*What the task asks*
Reproduce the part of the rows that opens with the line containing "Indicate every instance of the french" and closes at the end of the rows, keeping the requests and their samples unchanged but multiplying every point coordinate in the answers by 2.05 and rounding to whole numbers, halves up. Leave the pictures out.

*Records shown*
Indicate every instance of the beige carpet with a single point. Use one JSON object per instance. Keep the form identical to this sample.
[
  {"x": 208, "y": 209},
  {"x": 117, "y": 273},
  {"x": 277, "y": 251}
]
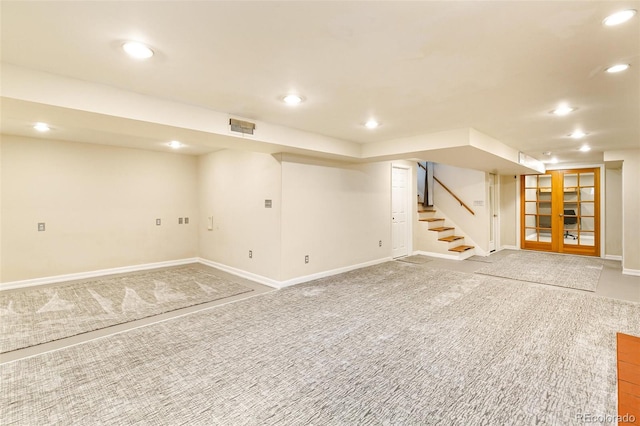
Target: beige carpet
[
  {"x": 38, "y": 315},
  {"x": 387, "y": 345},
  {"x": 577, "y": 272}
]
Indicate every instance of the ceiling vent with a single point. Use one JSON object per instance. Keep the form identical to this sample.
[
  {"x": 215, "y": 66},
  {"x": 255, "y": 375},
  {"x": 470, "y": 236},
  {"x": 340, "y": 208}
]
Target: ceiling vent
[{"x": 244, "y": 127}]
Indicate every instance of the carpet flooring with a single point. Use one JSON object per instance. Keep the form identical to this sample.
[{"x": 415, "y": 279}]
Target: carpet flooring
[
  {"x": 32, "y": 316},
  {"x": 577, "y": 272},
  {"x": 392, "y": 344},
  {"x": 416, "y": 259}
]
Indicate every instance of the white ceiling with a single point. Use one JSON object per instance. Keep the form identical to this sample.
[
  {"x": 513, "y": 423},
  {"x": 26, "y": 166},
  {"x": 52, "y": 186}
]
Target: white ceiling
[{"x": 417, "y": 67}]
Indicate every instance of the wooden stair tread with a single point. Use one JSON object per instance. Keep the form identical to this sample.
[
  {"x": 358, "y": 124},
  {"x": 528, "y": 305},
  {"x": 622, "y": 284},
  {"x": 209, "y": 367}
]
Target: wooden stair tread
[
  {"x": 460, "y": 249},
  {"x": 441, "y": 228},
  {"x": 451, "y": 238}
]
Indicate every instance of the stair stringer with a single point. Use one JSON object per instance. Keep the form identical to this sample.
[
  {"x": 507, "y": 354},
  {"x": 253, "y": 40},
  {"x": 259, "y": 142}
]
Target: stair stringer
[{"x": 426, "y": 241}]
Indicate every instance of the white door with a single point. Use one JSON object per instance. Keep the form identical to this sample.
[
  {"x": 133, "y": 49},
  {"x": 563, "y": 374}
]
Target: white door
[
  {"x": 399, "y": 211},
  {"x": 494, "y": 224}
]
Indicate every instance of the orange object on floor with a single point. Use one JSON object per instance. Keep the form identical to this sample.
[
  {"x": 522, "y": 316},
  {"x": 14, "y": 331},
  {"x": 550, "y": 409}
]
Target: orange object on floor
[{"x": 628, "y": 379}]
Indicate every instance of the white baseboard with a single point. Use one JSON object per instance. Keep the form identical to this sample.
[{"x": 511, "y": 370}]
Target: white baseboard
[
  {"x": 293, "y": 281},
  {"x": 92, "y": 274},
  {"x": 241, "y": 273},
  {"x": 634, "y": 272},
  {"x": 304, "y": 279}
]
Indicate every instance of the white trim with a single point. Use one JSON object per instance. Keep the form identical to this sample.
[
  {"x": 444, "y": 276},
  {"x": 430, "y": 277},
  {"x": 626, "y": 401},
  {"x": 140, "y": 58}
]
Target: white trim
[
  {"x": 241, "y": 273},
  {"x": 634, "y": 272},
  {"x": 613, "y": 257},
  {"x": 92, "y": 274},
  {"x": 409, "y": 206},
  {"x": 293, "y": 281}
]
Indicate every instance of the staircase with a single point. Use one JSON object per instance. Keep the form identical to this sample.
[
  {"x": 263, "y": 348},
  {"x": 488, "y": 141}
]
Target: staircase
[{"x": 446, "y": 235}]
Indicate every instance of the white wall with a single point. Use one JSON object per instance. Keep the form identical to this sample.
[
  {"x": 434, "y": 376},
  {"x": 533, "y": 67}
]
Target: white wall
[
  {"x": 233, "y": 187},
  {"x": 99, "y": 204},
  {"x": 335, "y": 213},
  {"x": 508, "y": 210},
  {"x": 470, "y": 186},
  {"x": 630, "y": 207},
  {"x": 613, "y": 212}
]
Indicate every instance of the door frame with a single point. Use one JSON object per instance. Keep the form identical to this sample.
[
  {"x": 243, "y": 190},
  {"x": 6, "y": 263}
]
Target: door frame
[
  {"x": 600, "y": 206},
  {"x": 411, "y": 212},
  {"x": 494, "y": 210}
]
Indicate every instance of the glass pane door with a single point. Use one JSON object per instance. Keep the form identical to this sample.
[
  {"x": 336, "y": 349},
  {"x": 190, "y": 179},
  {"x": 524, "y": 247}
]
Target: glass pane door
[
  {"x": 580, "y": 212},
  {"x": 537, "y": 212},
  {"x": 560, "y": 211}
]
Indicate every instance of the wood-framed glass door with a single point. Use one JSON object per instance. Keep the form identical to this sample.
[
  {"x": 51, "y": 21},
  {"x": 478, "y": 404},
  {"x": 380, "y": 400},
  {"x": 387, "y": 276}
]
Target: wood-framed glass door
[{"x": 560, "y": 211}]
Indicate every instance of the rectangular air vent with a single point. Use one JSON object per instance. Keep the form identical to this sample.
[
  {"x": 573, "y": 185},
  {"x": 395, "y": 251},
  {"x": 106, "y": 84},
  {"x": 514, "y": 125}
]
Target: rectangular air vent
[{"x": 241, "y": 126}]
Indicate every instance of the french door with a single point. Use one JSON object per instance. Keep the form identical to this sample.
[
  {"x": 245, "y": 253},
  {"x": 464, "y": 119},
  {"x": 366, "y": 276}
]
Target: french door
[{"x": 560, "y": 211}]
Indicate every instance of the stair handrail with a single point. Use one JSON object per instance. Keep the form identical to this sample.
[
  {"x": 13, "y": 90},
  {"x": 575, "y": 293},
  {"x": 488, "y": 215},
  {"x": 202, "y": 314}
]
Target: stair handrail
[{"x": 454, "y": 196}]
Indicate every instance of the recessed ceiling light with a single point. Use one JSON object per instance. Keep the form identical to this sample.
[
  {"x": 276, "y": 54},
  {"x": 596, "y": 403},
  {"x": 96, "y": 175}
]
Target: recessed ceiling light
[
  {"x": 618, "y": 68},
  {"x": 292, "y": 99},
  {"x": 42, "y": 127},
  {"x": 619, "y": 17},
  {"x": 563, "y": 110},
  {"x": 371, "y": 124},
  {"x": 137, "y": 50}
]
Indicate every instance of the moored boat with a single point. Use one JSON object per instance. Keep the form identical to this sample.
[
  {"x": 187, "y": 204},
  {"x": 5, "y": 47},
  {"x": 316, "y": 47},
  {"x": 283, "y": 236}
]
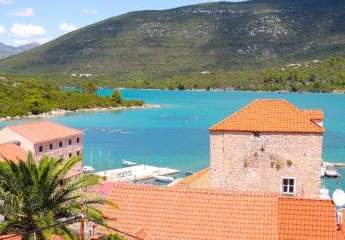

*Finished answer*
Indicate every instance of the french door with a single point. Use one JSON object per instance. Keep the form identical to this sample.
[
  {"x": 245, "y": 253},
  {"x": 464, "y": 119},
  {"x": 366, "y": 276}
]
Target: french door
[{"x": 1148, "y": 433}]
Indicate every instance of the stair handrail with a single point. Use one JSON object per instance. Keep the form identical to this sample.
[
  {"x": 13, "y": 90},
  {"x": 575, "y": 293},
  {"x": 488, "y": 215},
  {"x": 202, "y": 314}
]
Target: stair handrail
[{"x": 931, "y": 402}]
Indicate every instance of the recessed ceiling light with a single point. Use one JSON object per instance. Keep the form identical to this sample.
[
  {"x": 276, "y": 54},
  {"x": 596, "y": 403},
  {"x": 96, "y": 175}
]
Target: recessed ceiling light
[
  {"x": 1267, "y": 139},
  {"x": 599, "y": 203},
  {"x": 86, "y": 260},
  {"x": 1269, "y": 35},
  {"x": 1154, "y": 226},
  {"x": 761, "y": 254},
  {"x": 281, "y": 103}
]
Indicate every instance of the moored boat with a single point. Use one JSON object per instance. Keep the form identical to this sample.
[
  {"x": 187, "y": 204},
  {"x": 5, "y": 47},
  {"x": 316, "y": 47},
  {"x": 283, "y": 236}
]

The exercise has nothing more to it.